The output is the lines below from the one with "Target: sheep hoof" through the one with "317, row 337", both included, printed exactly and with no other line.

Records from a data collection
----------------------------------------

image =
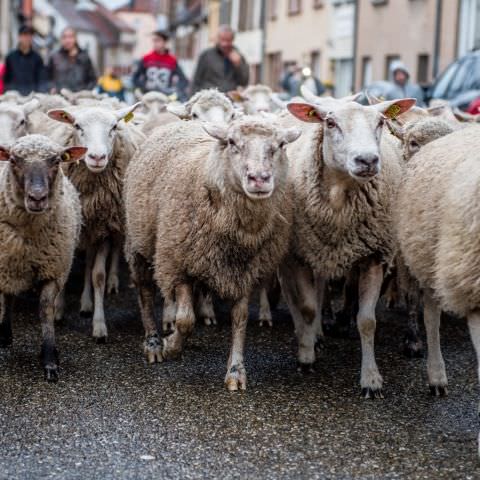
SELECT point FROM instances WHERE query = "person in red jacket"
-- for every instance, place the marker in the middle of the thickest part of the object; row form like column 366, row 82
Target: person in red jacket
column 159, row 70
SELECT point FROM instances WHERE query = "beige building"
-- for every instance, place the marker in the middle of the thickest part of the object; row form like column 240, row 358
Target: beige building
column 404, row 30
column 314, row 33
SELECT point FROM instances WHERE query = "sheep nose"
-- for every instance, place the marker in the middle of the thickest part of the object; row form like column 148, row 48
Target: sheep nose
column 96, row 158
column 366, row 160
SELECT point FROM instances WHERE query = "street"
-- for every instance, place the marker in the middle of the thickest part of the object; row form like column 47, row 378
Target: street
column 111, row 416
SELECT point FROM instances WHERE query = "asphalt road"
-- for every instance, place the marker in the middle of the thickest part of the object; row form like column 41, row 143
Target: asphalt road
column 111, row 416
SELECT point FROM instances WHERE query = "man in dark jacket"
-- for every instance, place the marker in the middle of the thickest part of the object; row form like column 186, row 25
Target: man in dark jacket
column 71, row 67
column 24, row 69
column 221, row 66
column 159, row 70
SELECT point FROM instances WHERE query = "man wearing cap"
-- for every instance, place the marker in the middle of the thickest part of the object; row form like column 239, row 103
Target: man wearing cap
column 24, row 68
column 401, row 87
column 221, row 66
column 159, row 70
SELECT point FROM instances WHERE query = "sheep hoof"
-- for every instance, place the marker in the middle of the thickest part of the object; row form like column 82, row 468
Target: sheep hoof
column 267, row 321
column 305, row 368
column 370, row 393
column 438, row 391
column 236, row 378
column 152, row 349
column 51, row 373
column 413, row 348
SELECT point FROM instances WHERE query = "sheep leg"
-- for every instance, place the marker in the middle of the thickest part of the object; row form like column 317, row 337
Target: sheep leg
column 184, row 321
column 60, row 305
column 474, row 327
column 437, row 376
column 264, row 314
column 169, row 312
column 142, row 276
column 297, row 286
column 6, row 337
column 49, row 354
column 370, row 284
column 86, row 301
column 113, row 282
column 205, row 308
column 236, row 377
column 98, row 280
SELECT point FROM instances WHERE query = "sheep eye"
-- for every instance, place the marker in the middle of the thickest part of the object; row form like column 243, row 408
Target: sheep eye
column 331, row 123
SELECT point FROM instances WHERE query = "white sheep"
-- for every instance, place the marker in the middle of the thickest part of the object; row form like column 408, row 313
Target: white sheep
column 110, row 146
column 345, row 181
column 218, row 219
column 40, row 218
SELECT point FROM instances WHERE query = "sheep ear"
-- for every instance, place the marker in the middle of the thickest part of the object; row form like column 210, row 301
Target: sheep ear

----------------------------------------

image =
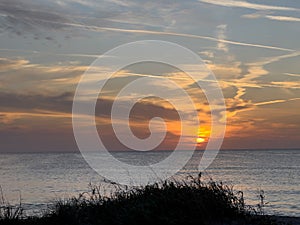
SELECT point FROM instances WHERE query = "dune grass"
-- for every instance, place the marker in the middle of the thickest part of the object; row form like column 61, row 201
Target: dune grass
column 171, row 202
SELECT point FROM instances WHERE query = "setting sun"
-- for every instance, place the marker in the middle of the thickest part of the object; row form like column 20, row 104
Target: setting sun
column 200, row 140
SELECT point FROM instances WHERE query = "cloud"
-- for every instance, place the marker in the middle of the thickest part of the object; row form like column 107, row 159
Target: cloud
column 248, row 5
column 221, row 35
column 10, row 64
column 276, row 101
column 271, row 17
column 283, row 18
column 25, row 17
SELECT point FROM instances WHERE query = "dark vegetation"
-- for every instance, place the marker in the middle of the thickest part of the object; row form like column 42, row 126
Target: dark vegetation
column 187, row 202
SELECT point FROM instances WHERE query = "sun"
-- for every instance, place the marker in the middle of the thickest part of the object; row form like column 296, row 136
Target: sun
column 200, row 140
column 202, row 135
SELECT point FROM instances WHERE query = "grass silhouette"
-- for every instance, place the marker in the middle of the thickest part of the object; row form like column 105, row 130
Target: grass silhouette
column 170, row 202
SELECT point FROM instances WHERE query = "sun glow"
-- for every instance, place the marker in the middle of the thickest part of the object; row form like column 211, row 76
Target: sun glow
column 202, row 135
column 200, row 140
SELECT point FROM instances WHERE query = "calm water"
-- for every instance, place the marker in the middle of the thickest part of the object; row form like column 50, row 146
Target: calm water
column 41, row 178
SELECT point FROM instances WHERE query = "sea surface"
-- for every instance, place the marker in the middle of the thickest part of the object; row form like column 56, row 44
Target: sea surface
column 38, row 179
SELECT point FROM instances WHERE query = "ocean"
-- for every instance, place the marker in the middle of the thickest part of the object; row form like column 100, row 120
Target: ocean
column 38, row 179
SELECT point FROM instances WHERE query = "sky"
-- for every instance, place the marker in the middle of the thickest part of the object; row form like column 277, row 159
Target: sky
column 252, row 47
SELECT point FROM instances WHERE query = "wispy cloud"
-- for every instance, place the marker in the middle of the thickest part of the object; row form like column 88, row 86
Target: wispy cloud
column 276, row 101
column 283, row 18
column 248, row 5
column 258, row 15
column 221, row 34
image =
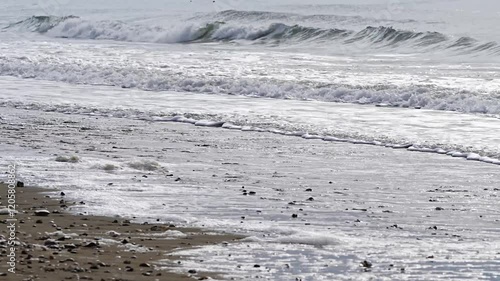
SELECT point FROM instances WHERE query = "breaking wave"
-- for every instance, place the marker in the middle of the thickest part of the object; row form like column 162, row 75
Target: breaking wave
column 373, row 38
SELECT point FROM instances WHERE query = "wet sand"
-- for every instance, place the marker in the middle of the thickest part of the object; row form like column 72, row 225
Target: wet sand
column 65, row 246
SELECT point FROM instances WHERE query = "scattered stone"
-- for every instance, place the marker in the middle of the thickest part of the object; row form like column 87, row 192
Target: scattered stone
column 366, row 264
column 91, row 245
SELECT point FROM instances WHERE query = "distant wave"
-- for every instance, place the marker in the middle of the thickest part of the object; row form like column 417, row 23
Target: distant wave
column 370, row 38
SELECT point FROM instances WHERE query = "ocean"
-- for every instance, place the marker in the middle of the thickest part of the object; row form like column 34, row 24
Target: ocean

----------------------------------------

• [Answer space]:
Target: sheep hoof
column 267, row 321
column 305, row 368
column 370, row 393
column 438, row 391
column 236, row 378
column 152, row 349
column 51, row 373
column 413, row 348
SELECT point FROM instances WHERE query = "sheep leg"
-- for every instance, place the marker in the middle of the thickest part of the object; row form like column 317, row 337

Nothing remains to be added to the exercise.